Hellems v. Werlich

Decision Date30 September 2020
Docket NumberCase No. 19-cv-1013-NJR
PartiesROMAN HELLEMS, # 15580-030, Petitioner, v. T.G. WERLICH, Warden, Respondent.
CourtU.S. District Court — Southern District of Illinois
MEMORANDUM AND ORDER

ROSENSTENGEL, Chief Judge:

Petitioner Roman Hellems is an inmate in the Bureau of Prisons currently incarcerated at FCI-Greenville. He filed a pro se Petition for Writ of Habeas Corpus under 28 U.S.C. § 2241 in September 2019. (Doc. 1). His Amended Petition (Doc. 4) is now before the Court. Hellems invokes Rehaif v. United States, ___ U.S. ___, 139 S. Ct. 2191 (2019), as the basis for his collateral attack and request for immediate release. Respondent answered the Petition (Doc. 15), and Hellems replied (Doc. 18).

Hellems was convicted by a jury of being a felon in possession of a firearm in violation of 18 U.S.C. § 922(g)(1). (Doc. 15-2); United States v. Hellems, No. 15-cr-00141-JAJ (S.D. Iowa). He is serving a 120-month sentence imposed in May 2016. (Doc. 15, p. 5; Doc. 15-6).

» **ENTRIES SUPPLIED**:
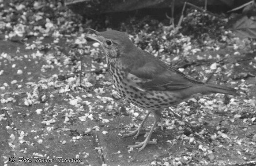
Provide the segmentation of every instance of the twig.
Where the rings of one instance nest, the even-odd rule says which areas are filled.
[[[241,9],[242,8],[246,7],[247,5],[248,5],[249,4],[252,4],[254,3],[254,0],[252,0],[251,1],[250,1],[249,2],[247,2],[246,4],[244,4],[243,5],[242,5],[240,6],[239,6],[237,7],[236,7],[235,8],[233,8],[232,10],[231,10],[230,11],[227,11],[227,13],[230,13],[231,12],[231,11],[237,11],[237,10],[239,10],[240,9]]]

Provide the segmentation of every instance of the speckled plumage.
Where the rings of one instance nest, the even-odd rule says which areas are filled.
[[[177,104],[197,94],[219,93],[237,96],[235,89],[207,84],[185,76],[150,53],[136,47],[128,36],[114,30],[98,32],[97,36],[87,37],[99,42],[106,55],[109,73],[118,93],[135,105],[148,110],[138,129],[124,137],[139,135],[146,119],[152,112],[155,118],[146,140],[136,145],[143,149],[150,141],[151,135],[161,119],[162,108]]]

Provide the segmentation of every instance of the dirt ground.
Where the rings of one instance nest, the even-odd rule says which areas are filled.
[[[256,165],[253,41],[235,38],[216,46],[208,39],[199,45],[178,35],[171,46],[182,52],[174,53],[161,50],[162,43],[145,45],[146,34],[132,37],[152,54],[158,46],[161,59],[186,74],[240,94],[205,95],[163,110],[164,130],[158,126],[151,137],[157,144],[139,152],[127,146],[143,141],[144,134],[121,136],[135,130],[146,111],[115,91],[98,44],[83,39],[83,33],[56,30],[26,40],[1,34],[0,165]],[[143,134],[153,121],[150,116]]]

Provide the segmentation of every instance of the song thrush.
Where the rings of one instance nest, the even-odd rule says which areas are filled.
[[[105,51],[109,71],[117,92],[128,101],[148,110],[138,129],[123,137],[135,135],[136,138],[150,114],[152,113],[154,117],[145,141],[128,147],[141,147],[141,151],[147,144],[156,144],[156,141],[151,141],[150,138],[158,122],[162,119],[162,108],[179,104],[197,94],[239,95],[234,88],[205,83],[185,75],[137,47],[123,32],[90,30],[96,36],[87,37],[99,42]]]

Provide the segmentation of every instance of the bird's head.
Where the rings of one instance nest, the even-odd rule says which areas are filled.
[[[134,46],[127,35],[121,32],[111,30],[99,32],[89,29],[96,36],[87,36],[86,37],[99,42],[109,58],[120,58],[126,54],[124,54],[126,51],[132,50],[132,47]]]

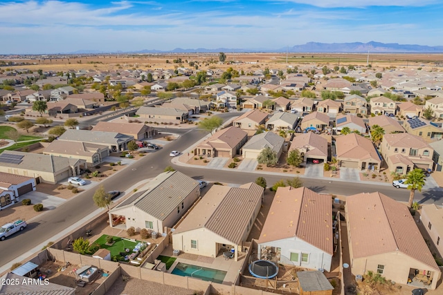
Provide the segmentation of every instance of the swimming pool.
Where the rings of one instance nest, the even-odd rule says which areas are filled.
[[[171,274],[181,276],[198,278],[203,280],[208,280],[221,284],[223,283],[223,280],[224,280],[226,272],[179,263]]]

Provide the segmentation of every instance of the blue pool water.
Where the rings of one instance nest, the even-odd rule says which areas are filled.
[[[172,270],[172,274],[181,276],[198,278],[203,280],[209,280],[221,284],[224,280],[226,272],[179,263]]]

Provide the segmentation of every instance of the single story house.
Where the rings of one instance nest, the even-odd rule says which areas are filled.
[[[77,176],[81,168],[86,169],[84,160],[15,151],[3,151],[0,154],[0,172],[30,177],[37,184],[56,184]]]
[[[257,242],[258,258],[329,272],[333,234],[331,195],[279,187]]]
[[[247,140],[247,132],[234,126],[225,128],[197,145],[194,149],[194,155],[234,158],[241,154],[240,149]]]
[[[242,155],[245,159],[257,159],[263,149],[270,148],[277,154],[277,159],[283,151],[284,138],[272,131],[266,131],[253,136],[242,149]]]
[[[214,184],[172,233],[174,250],[217,257],[239,251],[258,215],[264,189],[253,182],[230,187]]]
[[[127,149],[127,143],[134,140],[134,136],[117,132],[68,129],[58,137],[58,140],[107,145],[111,151],[116,152]]]
[[[361,193],[347,197],[345,210],[352,274],[371,271],[435,289],[442,272],[406,205],[379,192]]]
[[[289,153],[298,150],[303,157],[303,162],[311,163],[314,160],[319,160],[326,162],[330,158],[327,140],[314,132],[307,133],[296,133],[289,147]]]
[[[123,121],[123,120],[122,120]],[[136,140],[151,138],[157,132],[143,123],[114,123],[100,121],[92,129],[92,131],[114,132],[132,136]]]
[[[350,133],[338,136],[335,145],[336,158],[341,167],[375,171],[380,169],[382,158],[370,140]]]
[[[165,233],[199,196],[198,181],[179,171],[163,172],[109,210],[109,225]]]

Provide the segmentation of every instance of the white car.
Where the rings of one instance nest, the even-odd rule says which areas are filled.
[[[84,184],[86,184],[86,181],[84,181],[82,178],[78,178],[78,177],[69,178],[69,179],[68,179],[68,182],[72,183],[73,184],[78,184],[78,185],[84,185]]]
[[[179,155],[180,155],[180,152],[179,151],[172,151],[171,153],[169,154],[171,157],[176,157]]]
[[[399,180],[394,180],[392,182],[392,186],[395,187],[397,187],[397,189],[399,189],[400,187],[402,189],[407,189],[408,188],[408,185],[405,183],[405,182],[406,181],[406,179],[401,179]]]

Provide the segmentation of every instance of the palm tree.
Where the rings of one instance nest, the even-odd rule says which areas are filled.
[[[377,145],[381,142],[383,135],[385,134],[385,130],[379,125],[373,125],[371,127],[371,139]]]
[[[343,135],[345,135],[350,133],[351,133],[351,129],[349,127],[343,127],[341,129],[341,131],[340,131],[340,133],[343,134]]]
[[[418,189],[418,191],[422,191],[422,188],[424,186],[425,180],[423,170],[418,168],[410,171],[406,175],[406,181],[404,183],[408,184],[408,189],[410,190],[409,202],[408,203],[409,208],[412,207],[413,203],[414,202],[415,190]]]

» **GIVEN PROBLEM 1**: Using the Hellems v. Werlich memorandum, decide whether each statement agrees with it: (a) Hellems filed his habeas petition through a lawyer; (b) Hellems is serving a 120-month sentence imposed in May 2016; (c) Hellems was found guilty at a bench trial. For each, answer yes or no and quote the words that settle it.
» **GIVEN PROBLEM 2**: Carry the Hellems v. Werlich memorandum forward from its last sentence.

» **FINAL RESULT 1**:
(a) No: "He filed a pro se Petition for Writ of Habeas Corpus under 28 U.S.C. § 2241 in September 2019."
(b) Yes: "He is serving a 120-month sentence imposed in May 2016."
(c) No: "Hellems was convicted by a jury of being a felon in possession of a firearm in violation of 18 U.S.C. § 922(g)(1)."

» **FINAL RESULT 2**:
RELEVANT FACTS AND PROCEDURAL HISTORY

In October 2015, Hellems was charged by indictment with possession of two firearms after having been convicted of a crime punishable by imprisonment for more than one year. (Doc. 15-2). The indictment did not specifically allege that Hellems knew he was a convicted felon at the time he possessed the guns. Hellems represented himself at trial with the assistance of appointed standby counsel.1 Hellems declined to stipulate to the fact that he had a prior felony conviction, so the Government presented evidence that he had an Iowa state drug conviction, as well as a previous Iowa conviction for receipt/control of firearms by a felon, both of which were punishable by more than one year in prison. United States v. Hellems, 866 F.3d 856, 860-61 (8th Cir. 2017). The trial court redacted the actual sentences imposed on those offenses. (Doc. 15, p. 3; Doc. 15-5, pp. 5-8). The jury found Hellems guilty of possessing one of the firearms. (Doc. 15-3).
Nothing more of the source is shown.